### WORK INSTRUCTIONS
Repeat exactly the lines that run from the one containing "Put a dot on each instance of the sky" to the end of the data, and leave out all others.

(Named-object pointing records)
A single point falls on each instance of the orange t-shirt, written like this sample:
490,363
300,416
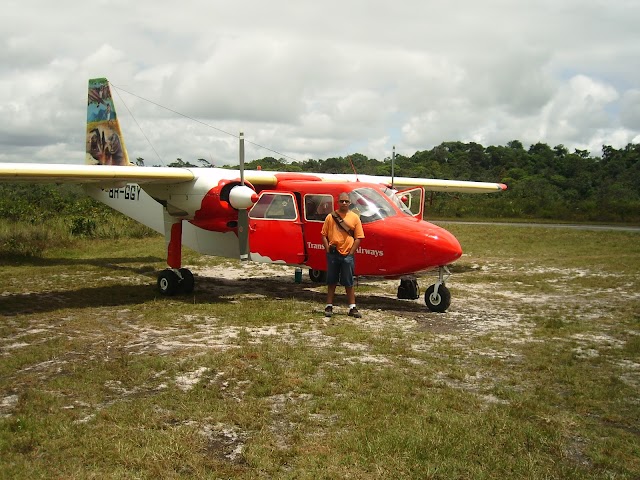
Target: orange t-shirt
336,234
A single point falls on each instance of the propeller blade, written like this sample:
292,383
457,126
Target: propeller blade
243,214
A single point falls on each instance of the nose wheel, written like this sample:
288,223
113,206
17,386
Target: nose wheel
438,297
173,281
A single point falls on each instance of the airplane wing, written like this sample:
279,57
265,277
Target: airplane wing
106,175
98,174
432,184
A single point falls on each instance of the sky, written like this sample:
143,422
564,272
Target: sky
308,79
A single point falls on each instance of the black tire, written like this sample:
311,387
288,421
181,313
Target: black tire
440,302
187,283
317,276
168,282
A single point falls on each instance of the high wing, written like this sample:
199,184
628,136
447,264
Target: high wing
107,175
432,184
98,174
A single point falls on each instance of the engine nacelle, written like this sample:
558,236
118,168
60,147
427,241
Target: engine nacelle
242,196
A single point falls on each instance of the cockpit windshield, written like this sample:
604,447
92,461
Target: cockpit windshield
370,205
395,199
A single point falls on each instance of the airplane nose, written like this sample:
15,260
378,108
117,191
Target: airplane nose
442,247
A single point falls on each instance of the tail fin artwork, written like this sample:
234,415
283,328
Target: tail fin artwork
105,144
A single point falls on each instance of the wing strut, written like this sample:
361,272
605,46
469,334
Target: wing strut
243,213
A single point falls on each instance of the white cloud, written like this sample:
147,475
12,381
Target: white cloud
310,79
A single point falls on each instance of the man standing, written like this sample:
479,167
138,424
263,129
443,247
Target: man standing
341,236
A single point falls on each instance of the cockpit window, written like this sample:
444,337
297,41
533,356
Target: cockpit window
397,201
370,205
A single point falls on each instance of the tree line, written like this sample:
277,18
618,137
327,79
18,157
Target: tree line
543,182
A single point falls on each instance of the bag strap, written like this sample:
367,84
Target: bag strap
341,223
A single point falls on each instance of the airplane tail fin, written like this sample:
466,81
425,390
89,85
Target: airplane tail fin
105,144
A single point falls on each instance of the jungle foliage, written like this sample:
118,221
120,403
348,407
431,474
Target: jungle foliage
543,182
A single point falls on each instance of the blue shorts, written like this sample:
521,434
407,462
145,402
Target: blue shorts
340,269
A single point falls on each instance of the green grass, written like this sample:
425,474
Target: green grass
533,373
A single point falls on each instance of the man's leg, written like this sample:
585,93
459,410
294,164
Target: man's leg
331,290
351,295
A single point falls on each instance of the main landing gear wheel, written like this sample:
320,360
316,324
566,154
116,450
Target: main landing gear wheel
437,301
317,276
171,282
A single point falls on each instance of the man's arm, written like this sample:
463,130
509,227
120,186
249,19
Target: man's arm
354,247
325,242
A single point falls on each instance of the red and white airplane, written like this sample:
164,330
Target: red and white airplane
270,217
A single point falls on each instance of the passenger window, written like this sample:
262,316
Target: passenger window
277,206
317,207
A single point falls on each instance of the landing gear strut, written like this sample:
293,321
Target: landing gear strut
437,297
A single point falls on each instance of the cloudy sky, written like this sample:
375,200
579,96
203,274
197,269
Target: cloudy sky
316,79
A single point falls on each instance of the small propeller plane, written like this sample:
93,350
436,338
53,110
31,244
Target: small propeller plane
269,217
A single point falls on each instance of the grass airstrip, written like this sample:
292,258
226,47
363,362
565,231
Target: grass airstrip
534,372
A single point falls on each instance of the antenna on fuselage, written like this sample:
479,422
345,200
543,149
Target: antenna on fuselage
393,166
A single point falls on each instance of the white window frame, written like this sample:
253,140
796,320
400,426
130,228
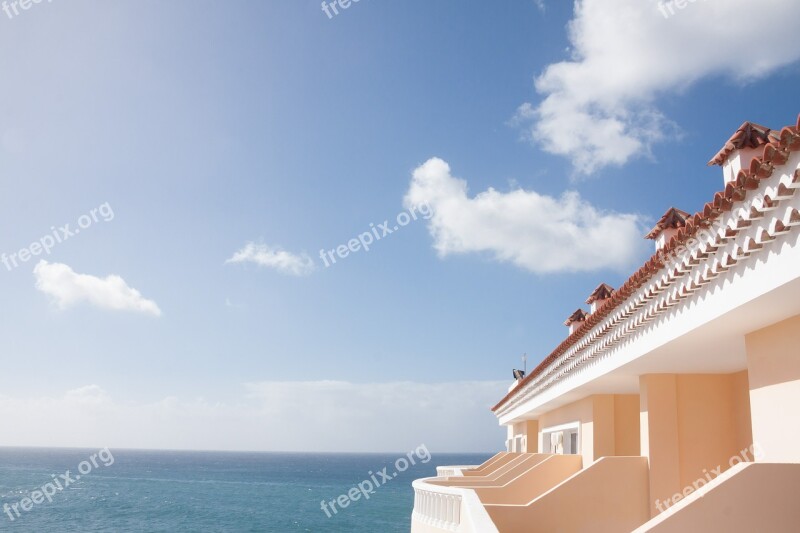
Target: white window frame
562,427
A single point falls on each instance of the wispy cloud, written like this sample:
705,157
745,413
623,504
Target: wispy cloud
539,233
598,108
268,415
275,258
67,289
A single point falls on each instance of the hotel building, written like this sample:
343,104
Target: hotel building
673,405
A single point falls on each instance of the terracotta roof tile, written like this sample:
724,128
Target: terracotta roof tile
578,316
748,135
602,292
673,218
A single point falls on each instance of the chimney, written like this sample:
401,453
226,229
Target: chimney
743,146
575,320
672,221
599,297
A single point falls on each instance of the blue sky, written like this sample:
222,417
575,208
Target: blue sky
206,126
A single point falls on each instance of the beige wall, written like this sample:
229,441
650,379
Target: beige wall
773,361
609,424
692,424
609,496
750,497
626,424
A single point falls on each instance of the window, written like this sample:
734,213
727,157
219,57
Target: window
562,439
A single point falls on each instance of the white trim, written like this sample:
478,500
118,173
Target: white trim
562,427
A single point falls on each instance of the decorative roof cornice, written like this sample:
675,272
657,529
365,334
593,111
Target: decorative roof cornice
749,135
673,218
578,316
602,292
646,295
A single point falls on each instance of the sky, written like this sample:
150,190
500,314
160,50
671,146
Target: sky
253,225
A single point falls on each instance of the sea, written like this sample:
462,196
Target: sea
150,491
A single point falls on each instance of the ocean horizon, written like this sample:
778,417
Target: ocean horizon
168,490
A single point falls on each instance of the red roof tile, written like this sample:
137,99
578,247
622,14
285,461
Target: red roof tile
749,134
602,292
673,218
578,316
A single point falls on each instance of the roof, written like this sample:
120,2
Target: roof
749,135
673,218
775,153
602,292
578,316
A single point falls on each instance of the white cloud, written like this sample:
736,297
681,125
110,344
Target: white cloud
68,288
269,416
270,257
540,233
598,107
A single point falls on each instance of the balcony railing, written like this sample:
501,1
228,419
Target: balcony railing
449,509
451,471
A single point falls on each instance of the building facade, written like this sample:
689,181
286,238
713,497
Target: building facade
673,405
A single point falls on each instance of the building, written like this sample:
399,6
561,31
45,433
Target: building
673,405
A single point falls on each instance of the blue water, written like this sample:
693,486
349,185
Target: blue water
208,491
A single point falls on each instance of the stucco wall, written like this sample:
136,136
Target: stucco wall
773,361
692,425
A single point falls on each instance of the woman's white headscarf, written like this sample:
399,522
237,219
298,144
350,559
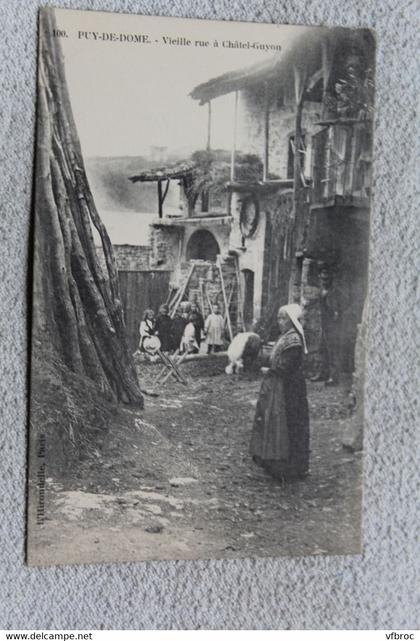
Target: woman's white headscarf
294,312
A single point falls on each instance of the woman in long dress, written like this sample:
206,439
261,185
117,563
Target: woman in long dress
280,435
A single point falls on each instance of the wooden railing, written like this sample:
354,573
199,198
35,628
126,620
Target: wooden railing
341,164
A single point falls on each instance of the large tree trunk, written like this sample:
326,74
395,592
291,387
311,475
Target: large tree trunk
77,307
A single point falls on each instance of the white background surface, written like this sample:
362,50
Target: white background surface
376,590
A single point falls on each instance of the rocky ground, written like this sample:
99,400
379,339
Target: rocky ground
176,481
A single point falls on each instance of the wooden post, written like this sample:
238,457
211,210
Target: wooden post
209,125
160,199
182,291
295,275
266,134
225,301
235,128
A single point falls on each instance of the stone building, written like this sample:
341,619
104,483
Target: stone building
290,196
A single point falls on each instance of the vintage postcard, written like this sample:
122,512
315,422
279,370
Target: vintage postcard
202,205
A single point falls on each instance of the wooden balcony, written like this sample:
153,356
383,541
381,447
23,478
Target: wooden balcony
341,164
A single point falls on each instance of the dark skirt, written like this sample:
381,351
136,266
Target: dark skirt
280,435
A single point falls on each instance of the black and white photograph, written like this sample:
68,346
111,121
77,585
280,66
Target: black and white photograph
202,195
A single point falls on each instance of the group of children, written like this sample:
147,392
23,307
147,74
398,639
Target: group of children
185,332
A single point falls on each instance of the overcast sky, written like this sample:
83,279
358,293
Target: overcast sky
127,97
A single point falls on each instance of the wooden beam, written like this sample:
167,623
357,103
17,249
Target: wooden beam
209,125
235,129
166,190
160,199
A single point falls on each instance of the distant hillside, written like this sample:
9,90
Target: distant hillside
108,179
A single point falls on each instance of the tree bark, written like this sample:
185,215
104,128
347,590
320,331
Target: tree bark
77,306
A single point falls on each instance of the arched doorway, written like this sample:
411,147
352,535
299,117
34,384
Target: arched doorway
202,245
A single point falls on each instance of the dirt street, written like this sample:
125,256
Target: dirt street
177,482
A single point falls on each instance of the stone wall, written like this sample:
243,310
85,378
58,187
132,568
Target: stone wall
251,116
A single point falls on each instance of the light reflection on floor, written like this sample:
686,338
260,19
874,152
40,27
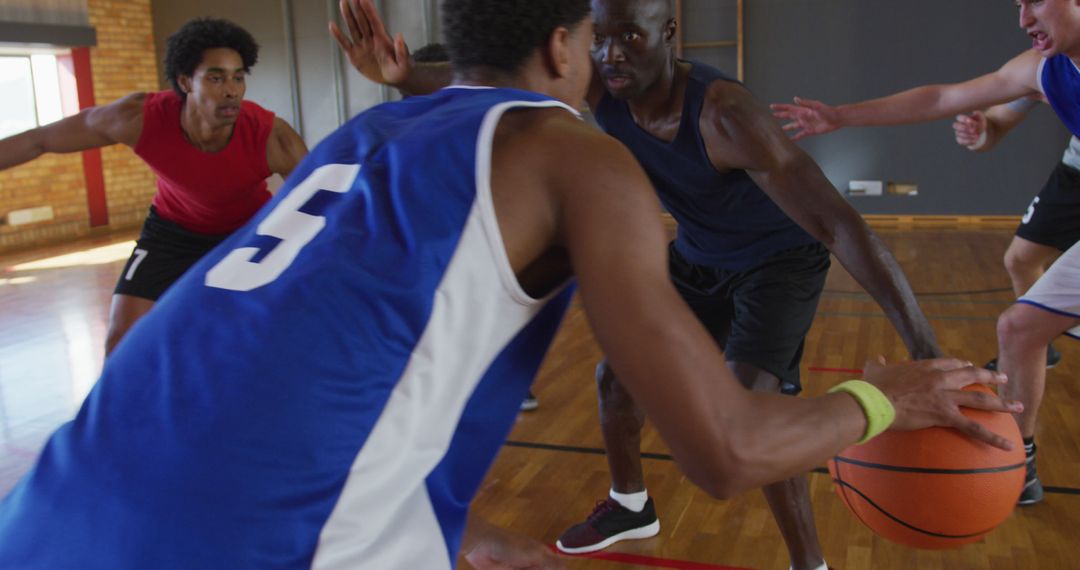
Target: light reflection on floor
53,320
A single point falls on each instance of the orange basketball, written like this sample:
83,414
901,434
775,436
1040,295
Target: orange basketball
933,488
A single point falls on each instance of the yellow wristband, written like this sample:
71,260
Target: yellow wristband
876,406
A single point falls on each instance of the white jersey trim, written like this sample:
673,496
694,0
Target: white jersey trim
485,146
1038,76
383,517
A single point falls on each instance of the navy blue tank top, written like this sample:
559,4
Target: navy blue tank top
725,220
1061,82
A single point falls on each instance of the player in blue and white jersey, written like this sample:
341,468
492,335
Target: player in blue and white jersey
363,344
1052,306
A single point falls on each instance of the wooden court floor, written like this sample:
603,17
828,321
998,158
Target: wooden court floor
54,304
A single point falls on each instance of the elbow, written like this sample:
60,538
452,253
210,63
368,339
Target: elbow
720,472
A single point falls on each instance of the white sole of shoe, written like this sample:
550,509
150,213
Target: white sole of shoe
643,532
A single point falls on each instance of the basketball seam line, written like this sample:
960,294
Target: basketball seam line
913,527
929,470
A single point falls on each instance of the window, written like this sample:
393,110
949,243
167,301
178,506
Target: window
30,90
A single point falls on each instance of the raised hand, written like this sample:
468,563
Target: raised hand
369,49
806,118
928,393
970,130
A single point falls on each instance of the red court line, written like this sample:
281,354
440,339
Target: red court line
651,560
845,370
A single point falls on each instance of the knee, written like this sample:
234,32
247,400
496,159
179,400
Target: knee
613,398
1015,262
1016,328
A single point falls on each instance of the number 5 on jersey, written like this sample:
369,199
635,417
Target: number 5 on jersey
294,228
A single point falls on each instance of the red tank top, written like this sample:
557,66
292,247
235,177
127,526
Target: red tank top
205,192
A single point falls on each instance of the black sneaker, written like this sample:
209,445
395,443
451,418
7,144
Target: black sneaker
1052,358
530,403
1033,487
608,524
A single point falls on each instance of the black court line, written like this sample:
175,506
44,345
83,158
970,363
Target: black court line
665,457
882,315
939,294
929,301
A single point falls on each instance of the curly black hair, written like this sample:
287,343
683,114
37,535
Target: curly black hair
502,34
433,53
184,50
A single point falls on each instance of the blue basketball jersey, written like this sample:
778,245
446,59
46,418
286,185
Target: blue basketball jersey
1061,82
326,389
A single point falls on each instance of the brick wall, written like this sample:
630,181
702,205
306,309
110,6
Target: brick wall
123,62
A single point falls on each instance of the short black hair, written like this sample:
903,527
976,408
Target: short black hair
433,53
184,50
502,34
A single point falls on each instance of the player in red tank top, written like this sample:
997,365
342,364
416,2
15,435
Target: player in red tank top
212,152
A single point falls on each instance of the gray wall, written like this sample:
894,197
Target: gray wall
838,51
842,51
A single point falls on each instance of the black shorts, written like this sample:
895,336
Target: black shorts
1053,218
163,253
760,315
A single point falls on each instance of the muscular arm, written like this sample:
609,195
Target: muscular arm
285,149
927,103
739,133
982,131
606,217
97,126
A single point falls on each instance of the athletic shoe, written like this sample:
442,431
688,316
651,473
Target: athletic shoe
1033,487
1052,358
608,524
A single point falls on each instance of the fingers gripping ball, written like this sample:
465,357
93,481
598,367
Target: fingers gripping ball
933,488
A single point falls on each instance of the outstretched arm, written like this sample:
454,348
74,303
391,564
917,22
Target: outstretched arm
928,103
982,131
97,126
725,437
381,58
285,148
740,134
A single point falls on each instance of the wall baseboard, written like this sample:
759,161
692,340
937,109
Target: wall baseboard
960,222
918,222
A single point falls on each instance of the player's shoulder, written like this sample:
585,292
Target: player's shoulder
562,140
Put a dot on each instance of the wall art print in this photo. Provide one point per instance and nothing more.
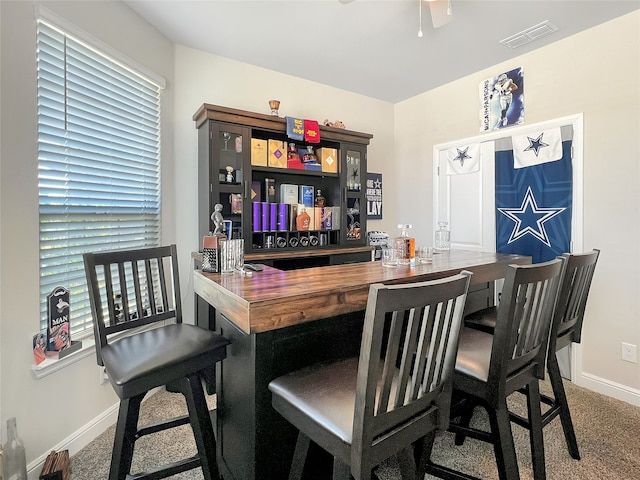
(502, 100)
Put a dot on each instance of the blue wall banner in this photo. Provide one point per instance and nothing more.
(534, 203)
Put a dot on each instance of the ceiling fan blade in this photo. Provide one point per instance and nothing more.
(441, 13)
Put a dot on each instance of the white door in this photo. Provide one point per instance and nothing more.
(467, 201)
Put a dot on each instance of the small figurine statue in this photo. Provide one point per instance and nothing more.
(229, 170)
(218, 219)
(336, 124)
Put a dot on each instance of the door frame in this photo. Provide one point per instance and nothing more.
(488, 195)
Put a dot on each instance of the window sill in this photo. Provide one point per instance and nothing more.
(52, 365)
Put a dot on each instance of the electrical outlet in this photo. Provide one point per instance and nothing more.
(104, 378)
(629, 352)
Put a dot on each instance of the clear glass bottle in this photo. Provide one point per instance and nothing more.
(405, 246)
(443, 237)
(14, 460)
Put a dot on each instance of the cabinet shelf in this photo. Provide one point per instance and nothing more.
(293, 171)
(220, 128)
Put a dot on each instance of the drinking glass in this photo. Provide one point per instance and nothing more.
(425, 255)
(389, 257)
(226, 256)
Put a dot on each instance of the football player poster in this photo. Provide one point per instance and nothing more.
(502, 100)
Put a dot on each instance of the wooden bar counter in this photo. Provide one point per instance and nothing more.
(279, 321)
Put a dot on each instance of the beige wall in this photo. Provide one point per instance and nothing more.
(580, 74)
(401, 149)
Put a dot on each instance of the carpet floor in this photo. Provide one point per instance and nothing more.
(607, 432)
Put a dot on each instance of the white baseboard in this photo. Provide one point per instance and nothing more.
(609, 388)
(77, 440)
(81, 437)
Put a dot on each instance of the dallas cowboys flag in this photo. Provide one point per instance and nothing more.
(534, 199)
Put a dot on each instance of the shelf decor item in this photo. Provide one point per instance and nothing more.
(274, 105)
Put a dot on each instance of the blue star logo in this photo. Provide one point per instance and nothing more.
(530, 219)
(536, 144)
(462, 156)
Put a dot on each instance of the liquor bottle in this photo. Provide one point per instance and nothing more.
(14, 461)
(303, 221)
(442, 237)
(405, 246)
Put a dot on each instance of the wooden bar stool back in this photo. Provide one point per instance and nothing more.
(489, 368)
(566, 329)
(365, 410)
(143, 344)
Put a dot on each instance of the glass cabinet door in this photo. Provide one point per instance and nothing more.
(228, 167)
(230, 153)
(353, 221)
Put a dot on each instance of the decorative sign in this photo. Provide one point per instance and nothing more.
(502, 100)
(374, 196)
(58, 332)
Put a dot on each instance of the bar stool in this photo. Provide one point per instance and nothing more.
(130, 289)
(368, 409)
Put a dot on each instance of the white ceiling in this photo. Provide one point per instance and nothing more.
(370, 47)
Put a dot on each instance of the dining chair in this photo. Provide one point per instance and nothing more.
(489, 368)
(565, 330)
(142, 344)
(364, 410)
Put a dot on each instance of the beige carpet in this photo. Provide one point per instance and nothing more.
(608, 434)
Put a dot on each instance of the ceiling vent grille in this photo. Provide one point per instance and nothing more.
(530, 34)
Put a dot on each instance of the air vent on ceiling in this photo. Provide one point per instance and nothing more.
(530, 34)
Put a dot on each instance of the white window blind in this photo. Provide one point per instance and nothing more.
(98, 163)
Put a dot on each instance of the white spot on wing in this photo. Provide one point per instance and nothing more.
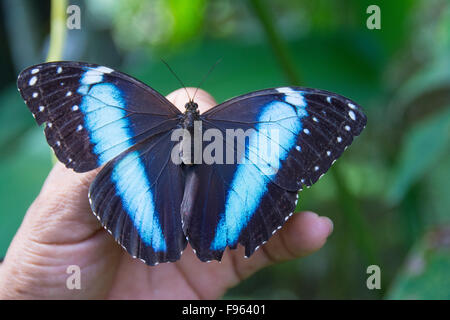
(104, 69)
(292, 96)
(32, 81)
(352, 115)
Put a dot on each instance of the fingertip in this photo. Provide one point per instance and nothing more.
(308, 232)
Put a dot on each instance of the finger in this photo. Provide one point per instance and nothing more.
(304, 233)
(61, 213)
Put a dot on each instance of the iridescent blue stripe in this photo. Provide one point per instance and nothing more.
(109, 130)
(280, 124)
(134, 188)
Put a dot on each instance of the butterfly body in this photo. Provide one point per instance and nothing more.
(171, 178)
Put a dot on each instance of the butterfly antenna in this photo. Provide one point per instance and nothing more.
(179, 80)
(206, 76)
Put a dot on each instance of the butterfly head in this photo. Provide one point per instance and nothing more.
(191, 107)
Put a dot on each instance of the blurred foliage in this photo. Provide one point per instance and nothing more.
(387, 195)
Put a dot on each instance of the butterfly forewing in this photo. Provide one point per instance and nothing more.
(92, 113)
(310, 128)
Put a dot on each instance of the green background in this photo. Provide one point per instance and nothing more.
(389, 193)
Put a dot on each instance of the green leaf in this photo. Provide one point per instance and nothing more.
(426, 273)
(424, 145)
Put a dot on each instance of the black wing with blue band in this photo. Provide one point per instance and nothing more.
(137, 197)
(95, 116)
(93, 113)
(248, 202)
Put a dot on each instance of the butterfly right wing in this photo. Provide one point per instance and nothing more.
(92, 113)
(137, 198)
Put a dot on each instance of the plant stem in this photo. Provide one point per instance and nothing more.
(276, 42)
(57, 29)
(57, 37)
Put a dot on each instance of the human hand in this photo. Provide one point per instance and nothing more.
(59, 230)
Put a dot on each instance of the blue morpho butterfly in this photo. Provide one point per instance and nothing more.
(154, 206)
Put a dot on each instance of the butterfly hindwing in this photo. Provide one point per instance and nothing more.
(137, 197)
(92, 113)
(309, 129)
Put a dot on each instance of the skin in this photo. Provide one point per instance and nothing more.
(59, 230)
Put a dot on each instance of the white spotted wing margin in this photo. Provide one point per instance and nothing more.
(92, 113)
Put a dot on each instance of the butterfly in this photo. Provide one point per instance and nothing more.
(154, 206)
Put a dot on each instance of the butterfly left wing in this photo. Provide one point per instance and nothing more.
(306, 130)
(137, 198)
(92, 113)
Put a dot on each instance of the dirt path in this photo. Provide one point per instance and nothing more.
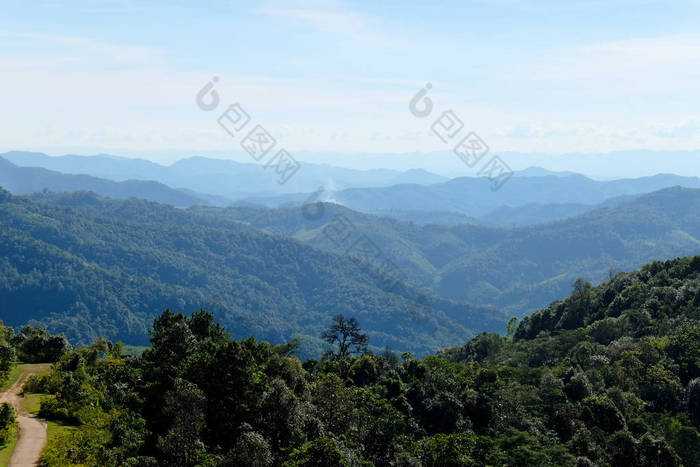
(32, 431)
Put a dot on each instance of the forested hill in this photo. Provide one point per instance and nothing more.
(611, 374)
(607, 377)
(107, 267)
(25, 180)
(517, 270)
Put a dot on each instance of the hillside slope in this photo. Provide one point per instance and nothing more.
(106, 267)
(515, 269)
(25, 180)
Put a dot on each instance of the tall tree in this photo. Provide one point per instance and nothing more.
(346, 338)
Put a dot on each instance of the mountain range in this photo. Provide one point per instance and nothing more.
(518, 269)
(25, 180)
(90, 267)
(223, 178)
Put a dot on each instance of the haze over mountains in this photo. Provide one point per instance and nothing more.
(513, 269)
(225, 178)
(482, 254)
(89, 267)
(532, 196)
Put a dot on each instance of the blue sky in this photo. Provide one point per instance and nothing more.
(120, 76)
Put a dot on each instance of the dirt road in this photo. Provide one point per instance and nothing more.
(32, 431)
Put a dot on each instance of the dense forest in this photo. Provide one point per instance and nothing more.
(516, 270)
(609, 376)
(93, 267)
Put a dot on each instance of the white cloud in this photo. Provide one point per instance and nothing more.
(356, 26)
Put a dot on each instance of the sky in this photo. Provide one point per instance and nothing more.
(122, 76)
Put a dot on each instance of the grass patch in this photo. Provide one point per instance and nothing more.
(31, 402)
(134, 350)
(7, 449)
(12, 377)
(58, 429)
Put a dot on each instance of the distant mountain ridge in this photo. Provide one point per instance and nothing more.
(91, 267)
(224, 178)
(514, 269)
(25, 180)
(473, 197)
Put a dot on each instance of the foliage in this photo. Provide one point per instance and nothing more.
(554, 394)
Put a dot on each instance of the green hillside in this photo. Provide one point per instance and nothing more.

### RESULT OF THIS EXERCISE
Put a dot on each instance of the sky in this photo. Provide one point per instance and nothing more.
(122, 76)
Put a dot on each instance of the grass patch in this photo. Provide one point per instance and nothing more.
(31, 402)
(134, 350)
(7, 449)
(12, 377)
(58, 429)
Put a dot on each instance of the distant mountain ridge in this photo. Provide one point per instance and nothing more.
(91, 267)
(224, 178)
(514, 269)
(25, 180)
(473, 197)
Put a dot on each instance of the foliage in this photo. Provide one point per instance and nothing more.
(554, 394)
Put a dot on each instance of the green hillside in this photo. Provide one point per instance and nothing more.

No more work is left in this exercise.